» **正文部分**
____

情感与法律推理
——论司法中的情感差异与裁判公信力的进取路径

2023-02-08 20:56杜宴林
学术探索 2023年12期
关键词:裁判法官理性

白 皓,杜宴林

(吉林大学 理论法学研究中心,吉林 长春 130012)

一、论题的价值

大司法改革的最终目标是司法公正,按照法律规定作出公正判决亦是法官审判工作所要追求的目标,但常常让法官苦恼的是,在实践理性思维下运用逻辑推理得出的结论时常并不能让诉讼者信服,其他关注案件的民众对判决也持怀疑态度。改革已经清除众多制度障碍,法官自主办案增强,但法院裁判的公信力并未随之提升。究其根源,在于公众常识与裁判公正产生了矛盾。法官、个案当事人、公众对每个个案的情感差异造成了诸多裁判“误解”。如果有人要求法官进一步解说一下,法官可能会谈不了多少就找借口说,对于未经法律专业训练的人们来说这种技艺的语言太难懂了。[1](P1)为什么一个经过正常理性推理的判决,会在法律“内行人”与“外行人”之间造成如此大的认知反差呢?“内行人”往往认为是“外行人”不懂造成的,相应的建议是加强“外行人”的法律素养。这种借口也许会掩盖其不光彩的退缩,并且还伴随着某种故作高深的姿态,但这种做法很难抑制好奇心和良知的纠缠。[1](P1)事实证明,这种“内行人”的建议并不能有效地解决公众的质疑。作为被质疑者,一味地要求质疑者通过自己努力来解决被质疑者的麻烦,是不切实际、被动且缺乏勇气的做法。民众的质疑一旦形成后,往往具有被动性,并不会进一步探究真相,久而久之,从开始的质疑到根深蒂固的“成见”,这是司法公信力每况愈下的真实原因。实践证明,简单的、纯理性的、缺少理解与沟通的裁判只会让误解愈演愈烈。而本文所要解决的问题是:法官应通过何种方式让民众接受、认可并信服司法裁判。

____

» **练习题目 A**
判断以下三项陈述是否与正文相符,每项以“是”或“否”作答,并原样引用正文中起决定作用的文字。(i)改革清除制度障碍后,法院裁判的公信力随之提升。(ii)文中认为,一味要求质疑者通过自己努力解决被质疑者的麻烦,是不切实际的做法。(iii)民众的质疑形成后,往往会进一步探究真相。
» **练习题目 B**
重写正文中的一段,从含有“2023-02-08 20:56杜宴林”的文字开始,到“众接受、认可并信服司法裁判。”之后为止,并将其中的“法官”全部替换为“审判人员”。

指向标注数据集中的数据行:
____

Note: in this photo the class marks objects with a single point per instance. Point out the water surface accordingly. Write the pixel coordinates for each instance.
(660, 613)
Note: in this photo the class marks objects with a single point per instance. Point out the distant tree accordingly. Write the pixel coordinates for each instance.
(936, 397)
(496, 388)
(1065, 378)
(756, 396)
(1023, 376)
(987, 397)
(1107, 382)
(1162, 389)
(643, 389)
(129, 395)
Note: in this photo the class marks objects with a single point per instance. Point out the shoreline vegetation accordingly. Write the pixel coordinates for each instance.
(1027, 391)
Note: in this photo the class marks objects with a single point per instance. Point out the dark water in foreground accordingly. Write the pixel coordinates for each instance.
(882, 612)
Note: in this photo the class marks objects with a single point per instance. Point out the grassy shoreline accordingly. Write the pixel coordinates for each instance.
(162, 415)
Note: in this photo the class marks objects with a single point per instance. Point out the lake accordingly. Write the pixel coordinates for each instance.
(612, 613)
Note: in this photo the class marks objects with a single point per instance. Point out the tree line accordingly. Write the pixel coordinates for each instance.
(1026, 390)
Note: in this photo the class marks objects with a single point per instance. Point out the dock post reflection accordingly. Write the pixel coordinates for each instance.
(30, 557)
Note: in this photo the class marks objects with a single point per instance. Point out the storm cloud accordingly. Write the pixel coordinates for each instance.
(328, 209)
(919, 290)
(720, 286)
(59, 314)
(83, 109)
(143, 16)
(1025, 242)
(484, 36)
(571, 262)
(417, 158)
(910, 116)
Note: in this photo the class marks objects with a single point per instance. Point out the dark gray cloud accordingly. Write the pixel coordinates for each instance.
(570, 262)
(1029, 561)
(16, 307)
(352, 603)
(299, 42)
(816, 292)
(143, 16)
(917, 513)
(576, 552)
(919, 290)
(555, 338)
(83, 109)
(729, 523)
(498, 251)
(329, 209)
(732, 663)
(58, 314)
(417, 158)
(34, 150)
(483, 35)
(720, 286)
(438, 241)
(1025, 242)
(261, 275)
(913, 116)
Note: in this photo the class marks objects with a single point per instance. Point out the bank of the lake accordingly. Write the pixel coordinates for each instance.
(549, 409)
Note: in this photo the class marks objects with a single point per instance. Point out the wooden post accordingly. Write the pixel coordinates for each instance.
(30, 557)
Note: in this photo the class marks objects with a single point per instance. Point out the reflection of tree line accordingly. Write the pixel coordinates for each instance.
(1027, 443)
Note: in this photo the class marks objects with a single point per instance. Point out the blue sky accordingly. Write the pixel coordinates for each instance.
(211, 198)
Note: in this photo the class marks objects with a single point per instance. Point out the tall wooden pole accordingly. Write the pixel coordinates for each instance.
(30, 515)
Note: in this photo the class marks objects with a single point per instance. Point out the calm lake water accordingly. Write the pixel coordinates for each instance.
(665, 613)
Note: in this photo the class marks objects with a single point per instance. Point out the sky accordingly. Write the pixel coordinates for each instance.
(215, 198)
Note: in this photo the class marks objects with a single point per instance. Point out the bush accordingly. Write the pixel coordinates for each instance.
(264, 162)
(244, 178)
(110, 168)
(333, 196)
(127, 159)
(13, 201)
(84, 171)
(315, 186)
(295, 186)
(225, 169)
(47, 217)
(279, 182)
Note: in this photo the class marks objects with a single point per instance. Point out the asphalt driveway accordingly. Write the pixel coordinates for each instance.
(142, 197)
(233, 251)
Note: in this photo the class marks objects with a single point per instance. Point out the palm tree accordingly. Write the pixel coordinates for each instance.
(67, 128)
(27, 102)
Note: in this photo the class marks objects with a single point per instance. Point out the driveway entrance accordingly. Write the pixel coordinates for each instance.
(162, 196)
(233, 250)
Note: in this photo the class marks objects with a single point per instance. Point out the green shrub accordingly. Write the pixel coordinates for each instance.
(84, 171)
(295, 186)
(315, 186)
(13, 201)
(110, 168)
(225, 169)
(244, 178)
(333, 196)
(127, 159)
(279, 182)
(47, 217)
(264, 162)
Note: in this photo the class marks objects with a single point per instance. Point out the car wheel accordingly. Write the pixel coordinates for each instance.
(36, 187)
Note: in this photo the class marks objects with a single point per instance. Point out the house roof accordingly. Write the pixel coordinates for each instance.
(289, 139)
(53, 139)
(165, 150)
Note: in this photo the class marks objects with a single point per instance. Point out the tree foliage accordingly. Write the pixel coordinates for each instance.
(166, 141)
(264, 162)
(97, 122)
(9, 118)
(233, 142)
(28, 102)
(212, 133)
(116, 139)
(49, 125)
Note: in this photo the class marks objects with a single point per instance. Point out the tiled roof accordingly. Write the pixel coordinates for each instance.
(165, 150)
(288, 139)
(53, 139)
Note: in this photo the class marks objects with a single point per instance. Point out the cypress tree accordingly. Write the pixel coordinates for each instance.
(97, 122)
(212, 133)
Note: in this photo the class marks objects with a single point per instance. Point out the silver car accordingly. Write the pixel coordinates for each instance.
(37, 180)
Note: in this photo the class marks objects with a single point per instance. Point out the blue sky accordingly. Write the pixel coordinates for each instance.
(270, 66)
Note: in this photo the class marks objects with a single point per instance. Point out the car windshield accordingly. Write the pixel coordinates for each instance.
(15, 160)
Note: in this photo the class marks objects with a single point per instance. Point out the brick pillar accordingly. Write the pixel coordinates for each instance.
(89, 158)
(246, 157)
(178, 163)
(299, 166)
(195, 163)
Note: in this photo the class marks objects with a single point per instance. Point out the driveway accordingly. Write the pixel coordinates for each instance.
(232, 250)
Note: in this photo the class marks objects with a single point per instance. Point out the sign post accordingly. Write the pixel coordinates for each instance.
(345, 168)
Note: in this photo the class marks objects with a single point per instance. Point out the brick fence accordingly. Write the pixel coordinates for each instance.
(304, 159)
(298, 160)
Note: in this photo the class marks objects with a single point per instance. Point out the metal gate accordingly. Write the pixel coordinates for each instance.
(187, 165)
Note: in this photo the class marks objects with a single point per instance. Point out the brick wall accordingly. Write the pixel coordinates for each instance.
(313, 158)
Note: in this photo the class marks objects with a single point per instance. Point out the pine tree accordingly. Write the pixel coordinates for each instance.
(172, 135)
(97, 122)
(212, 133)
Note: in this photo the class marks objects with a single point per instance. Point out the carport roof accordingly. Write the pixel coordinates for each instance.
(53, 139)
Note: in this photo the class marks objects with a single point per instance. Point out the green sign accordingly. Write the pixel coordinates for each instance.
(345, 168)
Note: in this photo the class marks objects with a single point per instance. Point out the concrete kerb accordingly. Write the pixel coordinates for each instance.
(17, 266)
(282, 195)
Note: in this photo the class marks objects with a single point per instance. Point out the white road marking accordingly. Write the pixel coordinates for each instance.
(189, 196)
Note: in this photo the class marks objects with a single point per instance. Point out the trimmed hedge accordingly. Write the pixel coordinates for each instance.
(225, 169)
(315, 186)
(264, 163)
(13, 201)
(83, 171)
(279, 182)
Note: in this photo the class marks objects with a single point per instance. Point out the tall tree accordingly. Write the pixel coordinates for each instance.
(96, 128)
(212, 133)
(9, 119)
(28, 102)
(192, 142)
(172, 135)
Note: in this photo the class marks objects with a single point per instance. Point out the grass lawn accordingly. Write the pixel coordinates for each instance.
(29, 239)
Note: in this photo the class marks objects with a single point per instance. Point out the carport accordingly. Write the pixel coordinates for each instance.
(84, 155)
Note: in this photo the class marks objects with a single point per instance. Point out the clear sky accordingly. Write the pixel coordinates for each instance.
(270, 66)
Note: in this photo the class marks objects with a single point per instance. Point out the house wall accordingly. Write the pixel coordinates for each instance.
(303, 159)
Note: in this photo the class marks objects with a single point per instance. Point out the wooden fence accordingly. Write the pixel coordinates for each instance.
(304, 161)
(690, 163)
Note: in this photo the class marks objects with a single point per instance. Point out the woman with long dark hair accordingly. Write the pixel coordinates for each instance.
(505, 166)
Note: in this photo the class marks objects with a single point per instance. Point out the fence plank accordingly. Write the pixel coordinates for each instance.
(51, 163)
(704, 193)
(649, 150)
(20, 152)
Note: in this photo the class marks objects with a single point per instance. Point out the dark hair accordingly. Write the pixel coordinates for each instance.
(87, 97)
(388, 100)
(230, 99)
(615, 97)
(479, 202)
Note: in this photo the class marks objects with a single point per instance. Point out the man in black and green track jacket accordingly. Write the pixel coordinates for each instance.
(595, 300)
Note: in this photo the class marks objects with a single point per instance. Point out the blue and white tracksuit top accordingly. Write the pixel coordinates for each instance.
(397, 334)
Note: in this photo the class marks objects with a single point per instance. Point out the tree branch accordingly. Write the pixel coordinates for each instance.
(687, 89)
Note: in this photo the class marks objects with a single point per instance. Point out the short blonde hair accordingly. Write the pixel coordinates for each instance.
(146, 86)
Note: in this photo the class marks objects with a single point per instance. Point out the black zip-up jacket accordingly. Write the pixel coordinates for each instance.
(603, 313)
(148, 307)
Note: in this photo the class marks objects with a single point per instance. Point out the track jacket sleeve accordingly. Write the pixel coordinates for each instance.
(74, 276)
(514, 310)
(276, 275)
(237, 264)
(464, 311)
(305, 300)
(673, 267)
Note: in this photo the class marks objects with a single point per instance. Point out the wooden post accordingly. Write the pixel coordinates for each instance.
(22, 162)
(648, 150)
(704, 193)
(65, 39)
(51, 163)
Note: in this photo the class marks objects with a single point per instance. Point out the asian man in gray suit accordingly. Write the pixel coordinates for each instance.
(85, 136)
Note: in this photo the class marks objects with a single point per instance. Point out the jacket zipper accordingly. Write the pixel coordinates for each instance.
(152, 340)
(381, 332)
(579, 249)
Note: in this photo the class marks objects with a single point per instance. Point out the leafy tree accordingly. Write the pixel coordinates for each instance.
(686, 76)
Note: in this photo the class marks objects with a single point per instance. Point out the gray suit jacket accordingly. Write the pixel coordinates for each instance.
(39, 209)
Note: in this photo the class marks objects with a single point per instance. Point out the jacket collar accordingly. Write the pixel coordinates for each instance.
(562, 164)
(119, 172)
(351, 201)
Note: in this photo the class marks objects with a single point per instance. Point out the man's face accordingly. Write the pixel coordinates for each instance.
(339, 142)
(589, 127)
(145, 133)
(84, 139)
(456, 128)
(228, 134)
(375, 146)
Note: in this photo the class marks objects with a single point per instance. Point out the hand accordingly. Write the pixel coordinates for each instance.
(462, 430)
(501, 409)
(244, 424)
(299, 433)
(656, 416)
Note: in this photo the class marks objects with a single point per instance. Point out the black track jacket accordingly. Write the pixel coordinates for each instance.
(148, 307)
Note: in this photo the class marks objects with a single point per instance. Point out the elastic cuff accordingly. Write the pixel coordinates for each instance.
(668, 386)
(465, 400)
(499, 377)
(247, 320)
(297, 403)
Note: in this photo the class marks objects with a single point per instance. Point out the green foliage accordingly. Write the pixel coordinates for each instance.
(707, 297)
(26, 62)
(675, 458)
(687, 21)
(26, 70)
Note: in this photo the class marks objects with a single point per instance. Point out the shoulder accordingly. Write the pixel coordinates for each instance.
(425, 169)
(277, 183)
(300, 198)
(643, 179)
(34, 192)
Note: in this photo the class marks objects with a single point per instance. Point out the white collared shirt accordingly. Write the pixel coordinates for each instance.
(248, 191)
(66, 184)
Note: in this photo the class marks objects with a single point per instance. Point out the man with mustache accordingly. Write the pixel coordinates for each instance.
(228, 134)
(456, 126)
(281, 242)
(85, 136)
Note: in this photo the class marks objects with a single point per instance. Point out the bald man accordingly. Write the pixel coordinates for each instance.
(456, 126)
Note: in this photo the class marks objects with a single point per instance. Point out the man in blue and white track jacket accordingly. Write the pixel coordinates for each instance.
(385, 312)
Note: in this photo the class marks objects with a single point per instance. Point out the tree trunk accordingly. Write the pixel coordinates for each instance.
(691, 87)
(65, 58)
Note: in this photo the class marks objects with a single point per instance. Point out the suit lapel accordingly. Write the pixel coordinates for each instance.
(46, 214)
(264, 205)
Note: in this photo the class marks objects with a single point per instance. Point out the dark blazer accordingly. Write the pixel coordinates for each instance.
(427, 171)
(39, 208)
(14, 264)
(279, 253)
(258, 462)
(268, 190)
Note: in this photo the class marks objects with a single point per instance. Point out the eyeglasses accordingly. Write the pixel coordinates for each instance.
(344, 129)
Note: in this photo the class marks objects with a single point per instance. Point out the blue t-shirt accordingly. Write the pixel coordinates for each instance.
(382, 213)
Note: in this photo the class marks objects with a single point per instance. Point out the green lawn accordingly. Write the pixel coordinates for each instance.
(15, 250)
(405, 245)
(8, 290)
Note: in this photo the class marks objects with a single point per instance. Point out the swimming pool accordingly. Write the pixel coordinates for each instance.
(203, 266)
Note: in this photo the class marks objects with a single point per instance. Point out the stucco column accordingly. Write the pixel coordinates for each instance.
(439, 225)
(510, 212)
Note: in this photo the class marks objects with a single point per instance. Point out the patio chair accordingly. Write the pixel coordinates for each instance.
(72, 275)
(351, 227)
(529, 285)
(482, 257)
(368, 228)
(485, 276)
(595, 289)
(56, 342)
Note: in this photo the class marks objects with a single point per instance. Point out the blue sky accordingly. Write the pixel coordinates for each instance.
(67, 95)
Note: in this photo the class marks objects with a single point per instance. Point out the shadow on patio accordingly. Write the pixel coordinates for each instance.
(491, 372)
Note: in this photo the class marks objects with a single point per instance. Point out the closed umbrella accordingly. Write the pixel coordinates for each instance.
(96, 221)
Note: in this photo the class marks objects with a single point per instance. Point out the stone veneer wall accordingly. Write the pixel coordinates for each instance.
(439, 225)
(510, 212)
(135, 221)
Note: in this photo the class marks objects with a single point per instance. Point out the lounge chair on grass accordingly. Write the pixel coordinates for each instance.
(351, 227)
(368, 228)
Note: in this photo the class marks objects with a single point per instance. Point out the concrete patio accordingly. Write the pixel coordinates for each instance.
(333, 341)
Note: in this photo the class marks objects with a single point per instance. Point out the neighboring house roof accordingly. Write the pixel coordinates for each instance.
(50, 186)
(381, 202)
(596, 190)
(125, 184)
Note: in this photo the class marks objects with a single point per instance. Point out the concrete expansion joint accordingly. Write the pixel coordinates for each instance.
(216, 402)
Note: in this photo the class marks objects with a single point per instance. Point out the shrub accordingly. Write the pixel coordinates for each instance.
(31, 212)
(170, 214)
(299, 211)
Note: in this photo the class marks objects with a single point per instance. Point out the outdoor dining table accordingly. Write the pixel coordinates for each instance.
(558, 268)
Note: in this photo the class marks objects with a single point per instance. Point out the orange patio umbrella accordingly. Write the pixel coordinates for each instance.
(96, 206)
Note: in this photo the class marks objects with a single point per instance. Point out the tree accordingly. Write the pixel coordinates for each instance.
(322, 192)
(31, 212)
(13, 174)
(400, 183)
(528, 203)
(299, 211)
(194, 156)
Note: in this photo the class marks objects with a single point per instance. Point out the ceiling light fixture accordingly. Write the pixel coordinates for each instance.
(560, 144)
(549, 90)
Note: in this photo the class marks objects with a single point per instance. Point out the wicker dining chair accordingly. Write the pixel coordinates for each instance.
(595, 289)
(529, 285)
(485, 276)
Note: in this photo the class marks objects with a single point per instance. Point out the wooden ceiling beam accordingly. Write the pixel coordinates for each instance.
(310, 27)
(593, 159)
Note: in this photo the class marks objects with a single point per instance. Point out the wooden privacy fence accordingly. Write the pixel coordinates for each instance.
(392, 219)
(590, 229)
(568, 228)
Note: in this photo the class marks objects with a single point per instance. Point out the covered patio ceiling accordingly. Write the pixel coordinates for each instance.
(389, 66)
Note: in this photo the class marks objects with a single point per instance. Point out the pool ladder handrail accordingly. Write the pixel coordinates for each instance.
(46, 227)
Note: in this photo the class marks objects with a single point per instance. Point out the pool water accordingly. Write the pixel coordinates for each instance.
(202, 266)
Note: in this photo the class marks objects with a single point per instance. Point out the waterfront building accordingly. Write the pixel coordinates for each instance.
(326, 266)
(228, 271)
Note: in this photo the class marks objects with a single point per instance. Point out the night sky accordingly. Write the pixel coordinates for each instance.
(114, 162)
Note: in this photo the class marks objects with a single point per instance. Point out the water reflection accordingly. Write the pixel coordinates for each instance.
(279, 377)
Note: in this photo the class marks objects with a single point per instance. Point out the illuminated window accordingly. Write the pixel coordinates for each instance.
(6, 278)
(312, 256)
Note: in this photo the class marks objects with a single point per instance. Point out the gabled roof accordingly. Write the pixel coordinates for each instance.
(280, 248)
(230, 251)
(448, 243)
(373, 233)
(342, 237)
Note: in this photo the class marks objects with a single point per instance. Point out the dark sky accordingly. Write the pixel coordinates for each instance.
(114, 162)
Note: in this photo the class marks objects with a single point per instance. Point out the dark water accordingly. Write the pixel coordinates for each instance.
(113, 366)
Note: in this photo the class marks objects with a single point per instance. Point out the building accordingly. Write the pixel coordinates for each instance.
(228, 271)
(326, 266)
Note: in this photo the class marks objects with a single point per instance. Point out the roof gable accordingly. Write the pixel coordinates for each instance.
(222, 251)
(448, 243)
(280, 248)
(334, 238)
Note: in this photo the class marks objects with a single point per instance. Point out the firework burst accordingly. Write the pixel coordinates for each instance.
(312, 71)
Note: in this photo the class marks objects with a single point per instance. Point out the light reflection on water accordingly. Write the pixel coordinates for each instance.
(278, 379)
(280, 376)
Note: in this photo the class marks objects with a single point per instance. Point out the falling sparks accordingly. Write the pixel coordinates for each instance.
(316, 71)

____

» **参考答案 A**
(i)否。“改革已经清除众多制度障碍,法官自主办案增强,但法院裁判的公信力并未随之提升。”
(ii)是。“作为被质疑者,一味地要求质疑者通过自己努力来解决被质疑者的麻烦,是不切实际、被动且缺乏勇气的做法。”
(iii)否。“民众的质疑一旦形成后,往往具有被动性,并不会进一步探究真相”

» **参考答案 B**
2023-02-08 20:56杜宴林
学术探索 2023年12期
关键词:裁判审判人员理性

白 皓,杜宴林

(吉林大学 理论法学研究中心,吉林 长春 130012)

一、论题的价值

大司法改革的最终目标是司法公正,按照法律规定作出公正判决亦是审判人员审判工作所要追求的目标,但常常让审判人员苦恼的是,在实践理性思维下运用逻辑推理得出的结论时常并不能让诉讼者信服,其他关注案件的民众对判决也持怀疑态度。改革已经清除众多制度障碍,审判人员自主办案增强,但法院裁判的公信力并未随之提升。究其根源,在于公众常识与裁判公正产生了矛盾。审判人员、个案当事人、公众对每个个案的情感差异造成了诸多裁判“误解”。如果有人要求审判人员进一步解说一下,审判人员可能会谈不了多少就找借口说,对于未经法律专业训练的人们来说这种技艺的语言太难懂了。[1](P1)为什么一个经过正常理性推理的判决,会在法律“内行人”与“外行人”之间造成如此大的认知反差呢?“内行人”往往认为是“外行人”不懂造成的,相应的建议是加强“外行人”的法律素养。这种借口也许会掩盖其不光彩的退缩,并且还伴随着某种故作高深的姿态,但这种做法很难抑制好奇心和良知的纠缠。[1](P1)事实证明,这种“内行人”的建议并不能有效地解决公众的质疑。作为被质疑者,一味地要求质疑者通过自己努力来解决被质疑者的麻烦,是不切实际、被动且缺乏勇气的做法。民众的质疑一旦形成后,往往具有被动性,并不会进一步探究真相,久而久之,从开始的质疑到根深蒂固的“成见”,这是司法公信力每况愈下的真实原因。实践证明,简单的、纯理性的、缺少理解与沟通的裁判只会让误解愈演愈烈。而本文所要解决的问题是:审判人员应通过何种方式让民众接受、认可并信服司法裁判。